##### Trecho selecionado

Denúncia do procurador-geral sobre mensalão não incluiu petista; ex-governador tucano surge 167 vezes no novo texto
Presidente é citado apenas três vezes e sua conduta sequer foi avaliada; tucano foi acusado por peculato e por lavagem de dinheiro
RUBENS VALENTE
DA REPORTAGEM LOCAL
O procurador-geral da República, Antonio Fernando Souza, tratou de forma contrastante as eventuais responsabilidades do presidente Luiz Inácio Lula da Silva (PT) e do então governador de Minas Gerais e hoje senador, Eduardo Azeredo (PSDB), pelos dois esquemas montados por políticos com apoio do publicitário mineiro Marcos Valério Fernandes de Souza -o mensalão petista, ativo entre 2003 e 2005, e o valerioduto tucano de 1998.
Seguindo a lógica da CPI dos Correios, cujo comando estava nas mãos da base aliada, Souza isentou Lula de qualquer acusação. Na denúncia que o procurador apresentou ao STF (Supremo Tribunal Federal), em abril de 2006, o nome do presidente é citado apenas três vezes e sua conduta sequer foi avaliada. Lula nunca foi ouvido formalmente pelo procurador.
Diversos trechos de depoimentos prestados por personagens da crise que citavam o presidente deixaram de constar da denúncia final. O ex-governador Marconi Perillo (PSDB-GO), por exemplo, que disse ter advertido Lula, em 2004, nunca foi interrogado pelo procurador. O que ele disse à imprensa e repetiu em carta enviada ao Conselho de Ética da Câmara não consta da denúncia.

##########

**Enunciado do exercício**
Como seguiria o texto acima sobre a denúncia do procurador-geral no caso do mensalão? Escreva a continuação a partir da última frase apresentada.

##### Registros armazenados

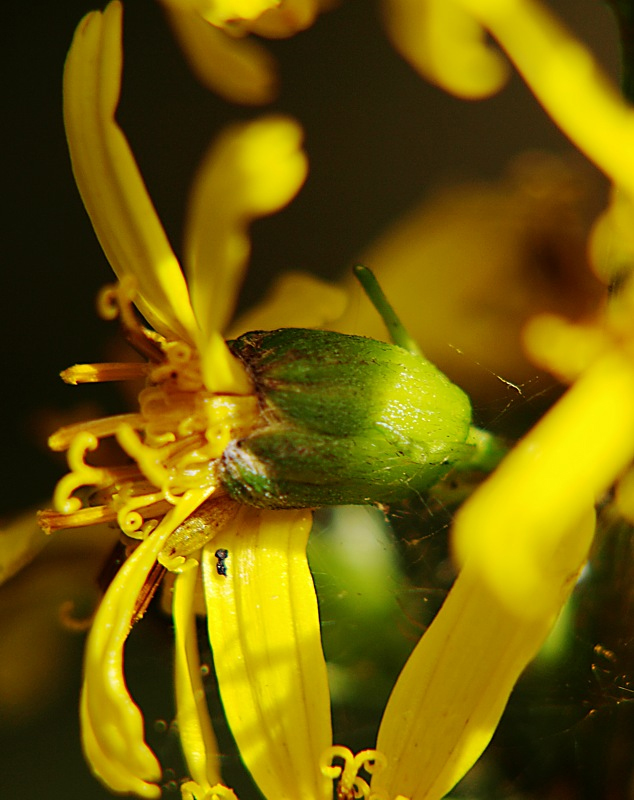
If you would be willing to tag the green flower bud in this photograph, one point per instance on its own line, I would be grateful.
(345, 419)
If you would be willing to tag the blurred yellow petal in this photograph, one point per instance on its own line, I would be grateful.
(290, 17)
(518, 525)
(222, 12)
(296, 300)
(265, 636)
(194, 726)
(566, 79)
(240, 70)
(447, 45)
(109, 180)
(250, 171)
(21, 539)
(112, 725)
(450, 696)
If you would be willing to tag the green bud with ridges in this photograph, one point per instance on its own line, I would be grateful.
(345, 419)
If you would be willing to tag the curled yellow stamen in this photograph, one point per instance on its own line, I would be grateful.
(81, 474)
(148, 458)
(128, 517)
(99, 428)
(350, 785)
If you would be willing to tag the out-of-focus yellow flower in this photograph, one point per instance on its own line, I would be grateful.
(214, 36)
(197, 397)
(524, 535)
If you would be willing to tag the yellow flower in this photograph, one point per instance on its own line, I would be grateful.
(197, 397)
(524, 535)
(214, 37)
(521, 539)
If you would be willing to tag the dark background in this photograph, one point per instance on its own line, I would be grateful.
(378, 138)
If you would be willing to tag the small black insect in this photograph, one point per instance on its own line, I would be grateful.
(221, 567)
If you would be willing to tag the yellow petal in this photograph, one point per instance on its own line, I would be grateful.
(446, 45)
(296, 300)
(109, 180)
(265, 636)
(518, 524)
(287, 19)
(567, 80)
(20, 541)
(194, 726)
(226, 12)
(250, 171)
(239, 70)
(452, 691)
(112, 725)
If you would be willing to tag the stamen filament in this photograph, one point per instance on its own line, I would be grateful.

##########
##### Registros armazenados

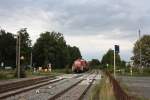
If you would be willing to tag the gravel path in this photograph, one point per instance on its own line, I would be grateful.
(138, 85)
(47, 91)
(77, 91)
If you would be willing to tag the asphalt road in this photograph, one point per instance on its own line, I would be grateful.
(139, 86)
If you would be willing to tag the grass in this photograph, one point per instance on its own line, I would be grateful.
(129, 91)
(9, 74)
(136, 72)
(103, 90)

##########
##### Registros armazenados

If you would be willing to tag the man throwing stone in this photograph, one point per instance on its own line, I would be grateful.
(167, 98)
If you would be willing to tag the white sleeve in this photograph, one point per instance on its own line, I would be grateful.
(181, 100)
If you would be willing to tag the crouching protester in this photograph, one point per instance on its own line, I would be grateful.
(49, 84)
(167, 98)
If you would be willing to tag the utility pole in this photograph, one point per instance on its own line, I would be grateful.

##########

**Resposta do exercício**
O ex-deputado federal Roberto Jefferson (PTB-RJ) afirmou ter alertado Lula, também pessoalmente, em janeiro de 2005, mas não houve uma ordem presidencial para abertura de inquérito na Polícia Federal. O caso só começou a ser investigado pela PF quase seis meses depois, a partir da entrevista de Jefferson à Folha. O procurador-geral passou ao largo desse silêncio presidencial.
Em novembro de 2006, Souza afirmou, em entrevista à Folha: "Até agora, não apareceu a participação dele [Lula]. Não quero dizer que não possa aparecer. Nós estamos apurando os fatos. (...) Só posso fazer acusações se eu puder apresentar elementos concretos. Se eu não fizer denúncia consistente, o STF não vai recebê-la".
Diferentemente do tratamento dado a Lula, Azeredo foi acusado de peculato e lavagem de dinheiro. A denúncia levanta um amplo leque de indícios e seu nome aparece 167 vezes no documento de 89 páginas.
No entender do procurador, Azeredo "foi o principal beneficiário do esquema implementado". O mesmo, numa certa interpretação jurídica, poderia ser dito sobre Lula. Mas contra Azeredo, segundo o procurador, há vários indícios que o jogam no centro da trama.
Um é a confirmação de conversas pessoais e por telefone entre Valério e Azeredo -as investigações sobre o mensalão, ao contrário, não apontaram contatos entre Lula e o publicitário. Eles ocorreram entre Valério, José Dirceu e o ex-tesoureiro nacional do PT, Delúbio Soares. A CPI dos Correios detectou pelo menos 72 telefonemas entre Azeredo e Valério e suas empresas de publicidade.
Outro ponto que põe em xeque a conduta de Azeredo foi uma movimentação política ocorrida em 2002 que o procurador chamou de "operação abafa" para supostamente impedir que o ex-tesoureiro do senador, Cláudio Mourão, denunciasse as irregularidades da campanha eleitoral de 1998.
Em outubro daquele ano, Mourão passou a cobrar de Azeredo, judicialmente, R$ 1,5 milhão para quitar supostas dívidas de campanha. Parte do débito foi paga a partir de uma triangulação entre Marcos Valério, o ex-ministro Walfrido dos Mares Guia e o próprio Azeredo, que aparece como avalista de um empréstimo no Banco Rural usado para cobrir o pagamento.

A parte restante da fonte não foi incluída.